**EXERCISE REQUIREMENTS**
Repeat the material verbatim. Images are excluded from the copy.

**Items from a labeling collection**
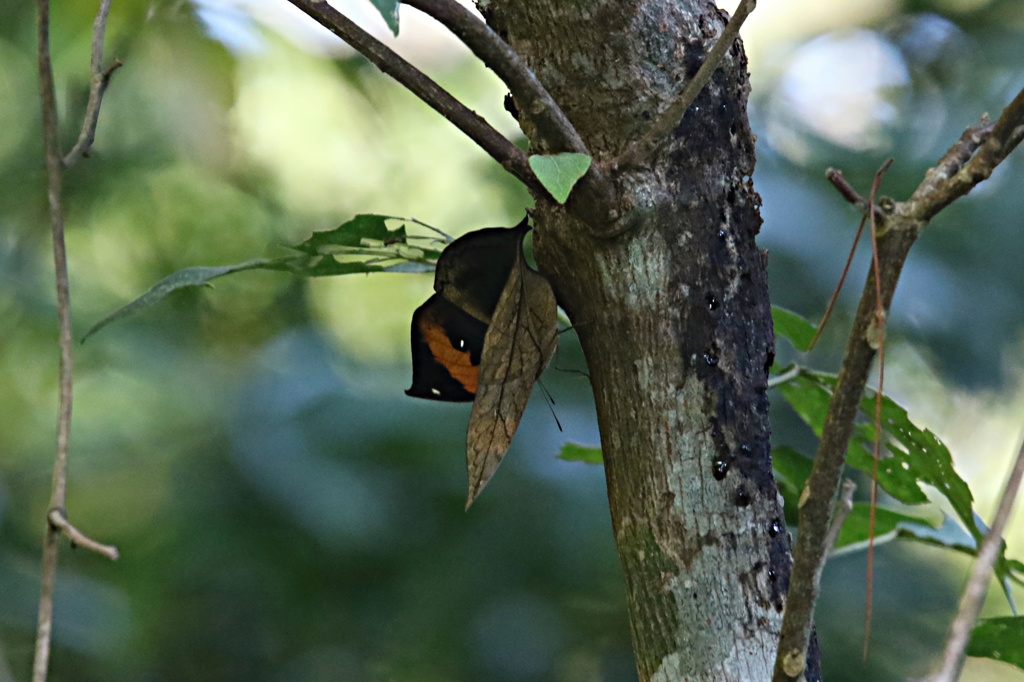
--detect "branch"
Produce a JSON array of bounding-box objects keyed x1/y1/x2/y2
[
  {"x1": 403, "y1": 0, "x2": 618, "y2": 229},
  {"x1": 289, "y1": 0, "x2": 548, "y2": 197},
  {"x1": 773, "y1": 84, "x2": 1024, "y2": 682},
  {"x1": 46, "y1": 509, "x2": 121, "y2": 561},
  {"x1": 825, "y1": 478, "x2": 857, "y2": 552},
  {"x1": 32, "y1": 0, "x2": 117, "y2": 682},
  {"x1": 928, "y1": 430, "x2": 1024, "y2": 682},
  {"x1": 402, "y1": 0, "x2": 590, "y2": 156},
  {"x1": 61, "y1": 0, "x2": 122, "y2": 168},
  {"x1": 615, "y1": 0, "x2": 758, "y2": 167}
]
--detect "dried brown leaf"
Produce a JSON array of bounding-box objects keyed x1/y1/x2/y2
[{"x1": 466, "y1": 249, "x2": 558, "y2": 509}]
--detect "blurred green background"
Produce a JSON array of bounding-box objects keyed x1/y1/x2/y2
[{"x1": 0, "y1": 0, "x2": 1024, "y2": 682}]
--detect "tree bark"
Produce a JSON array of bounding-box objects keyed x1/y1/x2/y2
[{"x1": 480, "y1": 0, "x2": 819, "y2": 682}]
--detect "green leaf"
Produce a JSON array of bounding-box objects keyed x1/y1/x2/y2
[
  {"x1": 967, "y1": 615, "x2": 1024, "y2": 670},
  {"x1": 81, "y1": 260, "x2": 270, "y2": 343},
  {"x1": 771, "y1": 445, "x2": 812, "y2": 524},
  {"x1": 370, "y1": 0, "x2": 401, "y2": 36},
  {"x1": 835, "y1": 502, "x2": 928, "y2": 550},
  {"x1": 558, "y1": 442, "x2": 604, "y2": 464},
  {"x1": 82, "y1": 214, "x2": 446, "y2": 342},
  {"x1": 771, "y1": 305, "x2": 817, "y2": 351},
  {"x1": 529, "y1": 154, "x2": 591, "y2": 204},
  {"x1": 779, "y1": 370, "x2": 1019, "y2": 604},
  {"x1": 292, "y1": 213, "x2": 406, "y2": 256}
]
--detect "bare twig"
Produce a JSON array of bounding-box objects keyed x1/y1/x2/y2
[
  {"x1": 825, "y1": 168, "x2": 885, "y2": 222},
  {"x1": 61, "y1": 0, "x2": 122, "y2": 168},
  {"x1": 404, "y1": 0, "x2": 618, "y2": 227},
  {"x1": 32, "y1": 0, "x2": 117, "y2": 682},
  {"x1": 46, "y1": 509, "x2": 121, "y2": 561},
  {"x1": 402, "y1": 0, "x2": 590, "y2": 155},
  {"x1": 863, "y1": 159, "x2": 893, "y2": 659},
  {"x1": 928, "y1": 430, "x2": 1024, "y2": 682},
  {"x1": 615, "y1": 0, "x2": 758, "y2": 167},
  {"x1": 773, "y1": 84, "x2": 1024, "y2": 682},
  {"x1": 289, "y1": 0, "x2": 548, "y2": 197}
]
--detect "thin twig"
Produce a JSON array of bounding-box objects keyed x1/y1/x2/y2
[
  {"x1": 32, "y1": 0, "x2": 116, "y2": 682},
  {"x1": 403, "y1": 0, "x2": 618, "y2": 229},
  {"x1": 863, "y1": 159, "x2": 893, "y2": 659},
  {"x1": 402, "y1": 0, "x2": 590, "y2": 156},
  {"x1": 928, "y1": 430, "x2": 1024, "y2": 682},
  {"x1": 289, "y1": 0, "x2": 548, "y2": 197},
  {"x1": 772, "y1": 91, "x2": 1024, "y2": 682},
  {"x1": 825, "y1": 168, "x2": 885, "y2": 222},
  {"x1": 32, "y1": 0, "x2": 72, "y2": 682},
  {"x1": 47, "y1": 509, "x2": 121, "y2": 561},
  {"x1": 62, "y1": 0, "x2": 122, "y2": 168},
  {"x1": 615, "y1": 0, "x2": 758, "y2": 167},
  {"x1": 825, "y1": 478, "x2": 857, "y2": 551}
]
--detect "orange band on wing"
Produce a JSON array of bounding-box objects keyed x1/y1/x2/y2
[{"x1": 420, "y1": 321, "x2": 480, "y2": 393}]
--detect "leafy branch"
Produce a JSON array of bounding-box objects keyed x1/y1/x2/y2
[
  {"x1": 774, "y1": 84, "x2": 1024, "y2": 682},
  {"x1": 82, "y1": 214, "x2": 452, "y2": 343}
]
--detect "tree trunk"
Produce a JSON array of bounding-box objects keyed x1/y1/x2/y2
[{"x1": 480, "y1": 0, "x2": 819, "y2": 682}]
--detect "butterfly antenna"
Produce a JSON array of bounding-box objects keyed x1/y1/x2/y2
[{"x1": 537, "y1": 379, "x2": 562, "y2": 431}]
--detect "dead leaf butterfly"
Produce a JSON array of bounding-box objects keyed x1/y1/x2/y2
[{"x1": 406, "y1": 294, "x2": 487, "y2": 402}]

**EXERCISE RESPONSE**
--detect "branch"
Produce a JSON array of bounding-box objects keyed x1/y1/x2/y2
[
  {"x1": 403, "y1": 0, "x2": 618, "y2": 229},
  {"x1": 289, "y1": 0, "x2": 548, "y2": 197},
  {"x1": 773, "y1": 84, "x2": 1024, "y2": 682},
  {"x1": 46, "y1": 509, "x2": 121, "y2": 561},
  {"x1": 825, "y1": 478, "x2": 857, "y2": 552},
  {"x1": 32, "y1": 0, "x2": 117, "y2": 682},
  {"x1": 928, "y1": 430, "x2": 1024, "y2": 682},
  {"x1": 402, "y1": 0, "x2": 590, "y2": 156},
  {"x1": 61, "y1": 0, "x2": 122, "y2": 168},
  {"x1": 615, "y1": 0, "x2": 758, "y2": 167}
]
--detect "dried brown leaf"
Produce a JSON array of bounding-box objects keyed x1/y1/x2/y2
[{"x1": 466, "y1": 249, "x2": 558, "y2": 509}]
--detect "blurred green background"
Produce a JSON array of bounding-box objects keyed x1/y1/x2/y2
[{"x1": 0, "y1": 0, "x2": 1024, "y2": 682}]
--detect "tree bark"
Produce a JSON array of bounding-box objects keyed x1/y1/x2/y2
[{"x1": 480, "y1": 0, "x2": 819, "y2": 682}]
--detect "green leaf"
Produce a JSON array of bounding-box objects keyed x1/y1/x2/y2
[
  {"x1": 967, "y1": 615, "x2": 1024, "y2": 670},
  {"x1": 81, "y1": 260, "x2": 270, "y2": 343},
  {"x1": 771, "y1": 445, "x2": 812, "y2": 524},
  {"x1": 370, "y1": 0, "x2": 401, "y2": 36},
  {"x1": 835, "y1": 502, "x2": 928, "y2": 550},
  {"x1": 558, "y1": 442, "x2": 604, "y2": 464},
  {"x1": 82, "y1": 214, "x2": 446, "y2": 342},
  {"x1": 771, "y1": 305, "x2": 817, "y2": 351},
  {"x1": 529, "y1": 154, "x2": 591, "y2": 204},
  {"x1": 779, "y1": 370, "x2": 1019, "y2": 604},
  {"x1": 292, "y1": 213, "x2": 406, "y2": 256}
]
--detect "bare twig"
Produce a JSON array of bounding-box objects keyed x1/y1/x2/y2
[
  {"x1": 825, "y1": 168, "x2": 885, "y2": 222},
  {"x1": 61, "y1": 0, "x2": 122, "y2": 168},
  {"x1": 404, "y1": 0, "x2": 618, "y2": 227},
  {"x1": 32, "y1": 0, "x2": 117, "y2": 682},
  {"x1": 46, "y1": 509, "x2": 121, "y2": 561},
  {"x1": 402, "y1": 0, "x2": 590, "y2": 155},
  {"x1": 863, "y1": 159, "x2": 893, "y2": 659},
  {"x1": 928, "y1": 430, "x2": 1024, "y2": 682},
  {"x1": 615, "y1": 0, "x2": 758, "y2": 167},
  {"x1": 773, "y1": 84, "x2": 1024, "y2": 682},
  {"x1": 289, "y1": 0, "x2": 548, "y2": 197}
]
--detect "thin twig"
Produce a JSON array of bounding-box objects keyed x1/y1/x2/y2
[
  {"x1": 32, "y1": 0, "x2": 116, "y2": 682},
  {"x1": 403, "y1": 0, "x2": 618, "y2": 229},
  {"x1": 863, "y1": 159, "x2": 893, "y2": 659},
  {"x1": 402, "y1": 0, "x2": 590, "y2": 156},
  {"x1": 928, "y1": 430, "x2": 1024, "y2": 682},
  {"x1": 289, "y1": 0, "x2": 548, "y2": 197},
  {"x1": 772, "y1": 91, "x2": 1024, "y2": 682},
  {"x1": 825, "y1": 168, "x2": 885, "y2": 222},
  {"x1": 32, "y1": 0, "x2": 72, "y2": 682},
  {"x1": 47, "y1": 509, "x2": 121, "y2": 561},
  {"x1": 62, "y1": 0, "x2": 122, "y2": 168},
  {"x1": 615, "y1": 0, "x2": 758, "y2": 167},
  {"x1": 825, "y1": 478, "x2": 857, "y2": 551}
]
--detect "orange band on wing"
Produce a JSON array of bounding-box objects keyed x1/y1/x2/y2
[{"x1": 420, "y1": 321, "x2": 480, "y2": 393}]
--detect "leafy branch"
Produce a JSON array of bounding-box objects keyed x1/y1/x2/y2
[
  {"x1": 774, "y1": 84, "x2": 1024, "y2": 682},
  {"x1": 82, "y1": 214, "x2": 452, "y2": 343}
]
--detect "tree trunk"
Produce a JSON array of bounding-box objects keyed x1/y1/x2/y2
[{"x1": 480, "y1": 0, "x2": 819, "y2": 682}]
--detect "butterfly antenna"
Produce a JSON array of bounding-box objects keyed x1/y1/x2/y2
[{"x1": 537, "y1": 379, "x2": 562, "y2": 431}]
--detect "dead leaf butterfly"
Produce a JSON array of bounding-box objects keyed x1/y1/x2/y2
[{"x1": 406, "y1": 294, "x2": 487, "y2": 402}]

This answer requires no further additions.